SOURCE -
-- begin --

In terms of the round-wise analysis of investments, firms seeking VCPE investments typically receive them in multiple rounds. Previous studies have offered several explanations for this phenomenon. Gompers (1995) suggests that the staging of capital infusions allows venture capitalists to gather information and monitor firm progress while maintaining the option to abandon projects at periodic intervals.

According to Admati and Periderer (1994), it is crucial to have the option to abandon a failing project because entrepreneurs will continue to pursue it as long as they receive capital from others, and the threat of abandonment incentivizes them to maximize value and meet goals. Neher (1999) suggests that multiple rounds of financing can resolve potential conflicts between entrepreneurs and investors, as previous rounds establish collateral to support later rounds. The stage of financing is determined by investment objectives and timing, while the round of financing indicates the number of instances of venture capital and private equity investments in the company. For example, Round 1 financing is the first instance of the company receiving investment, but it may not always occur at an early stage. Depending on the company's lifecycle and investment objectives, Round 1 financing can occur in any of the four financing stages. Similarly, multiple rounds of investment can occur within the same stage. In a particular funding round,

there may be multiple investors jointly investing in the company.

When multiple VCPE investors invest together at the same time, it is considered one investment round. Similarly, if an investor makes multiple investments in the company at different times and valuations, each investment is viewed as a separate funding round. Funding rounds are regarded as separate if there has been a significant gap in time since the last financing round and/or the investment occurs at a different valuation than the previous round. Figure 1 shows the results of analyzing VCPE investments by funding round.

The findings show that 82 percent of the VCPE investments were in Round 1, which refers to the initial investments made in the company. Only 18 percent of the total investment was attributed to follow-on investments. It is evident that investments decline significantly as subsequent funding rounds take place. This could be due to the fact that most of the investment occurred in the later years of the study period [5], suggesting that there may not have been enough time for the next round of investment.

-- end --

(Location identification entries)
-- begin --

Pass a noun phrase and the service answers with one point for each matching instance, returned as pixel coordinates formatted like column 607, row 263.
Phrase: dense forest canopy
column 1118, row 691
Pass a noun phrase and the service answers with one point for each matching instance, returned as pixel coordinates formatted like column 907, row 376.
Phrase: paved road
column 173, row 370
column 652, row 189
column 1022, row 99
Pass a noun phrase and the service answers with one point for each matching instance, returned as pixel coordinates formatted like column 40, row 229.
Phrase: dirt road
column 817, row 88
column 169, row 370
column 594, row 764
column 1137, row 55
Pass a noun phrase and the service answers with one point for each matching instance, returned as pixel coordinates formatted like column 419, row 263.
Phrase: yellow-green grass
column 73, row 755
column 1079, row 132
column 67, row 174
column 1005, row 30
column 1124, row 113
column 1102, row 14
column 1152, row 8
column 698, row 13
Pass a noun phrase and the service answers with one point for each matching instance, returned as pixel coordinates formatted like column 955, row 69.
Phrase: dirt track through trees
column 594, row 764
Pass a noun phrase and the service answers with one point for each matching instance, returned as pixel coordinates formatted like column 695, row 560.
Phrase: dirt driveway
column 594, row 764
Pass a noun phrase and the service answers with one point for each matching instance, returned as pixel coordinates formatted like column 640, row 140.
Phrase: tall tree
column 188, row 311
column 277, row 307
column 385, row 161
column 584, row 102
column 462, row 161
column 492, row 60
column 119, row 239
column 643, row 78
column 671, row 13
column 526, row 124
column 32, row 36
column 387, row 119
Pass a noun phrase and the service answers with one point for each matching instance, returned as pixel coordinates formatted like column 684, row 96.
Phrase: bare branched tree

-- end --

Copy the stretch of the funding-rounds text from "there may be" through "by funding round.", switching "investors" to "backers".

there may be multiple backers jointly investing in the company.

When multiple VCPE backers invest together at the same time, it is considered one investment round. Similarly, if an investor makes multiple investments in the company at different times and valuations, each investment is viewed as a separate funding round. Funding rounds are regarded as separate if there has been a significant gap in time since the last financing round and/or the investment occurs at a different valuation than the previous round. Figure 1 shows the results of analyzing VCPE investments by funding round.